─── Passage shown

The Conservatives are planning a big expansion of their social media team to help the party "broaden its appeal", according to a leaked document.


A memo given to the Sunday Times shows party bosses are planning to quadruple the number of staff working on social media and set up new local groups under a project called Conservative Renewal.

According to the document the new groups would offer “practical help and assistance to community projects”, while also feeding into the party's data-gathering.

“Conservative Renewal would not only build goodwill, forge new partnerships and encourage people to think again about the party, it would provide the media team with a steady stream of engaging content and third-party endorsement from ordinary punters.”

The same paper also revealed that Andrew Bridgen, the Conservative MP for North West Leicestershire, has written to party chairman Patrick McLoughlin calling for sweeping changes. 

Backbenchers have complained that as well as a manifesto light on sellable policies, the Conservatives did not match Labour on social media.

──────
─── The data

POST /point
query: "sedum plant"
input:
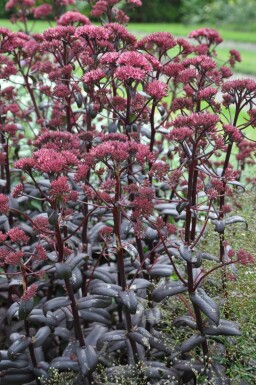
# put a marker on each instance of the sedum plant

──────

Assignment 1:
According to the article on the Conservative social media expansion, how would the Conservative Renewal groups benefit the party's media team?
Assignment 2:
Return, verbatim, the part of the Conservative social media article from "According to the" to "the party's data-gathering.".

Written solution 1:
The memo says Conservative Renewal would give the media team a steady stream of engaging content and third-party endorsement from ordinary punters. It would do this while also building goodwill, forging new partnerships and encouraging people to think again about the party.

Written solution 2:
According to the document the new groups would offer “practical help and assistance to community projects”, while also feeding into the party's data-gathering.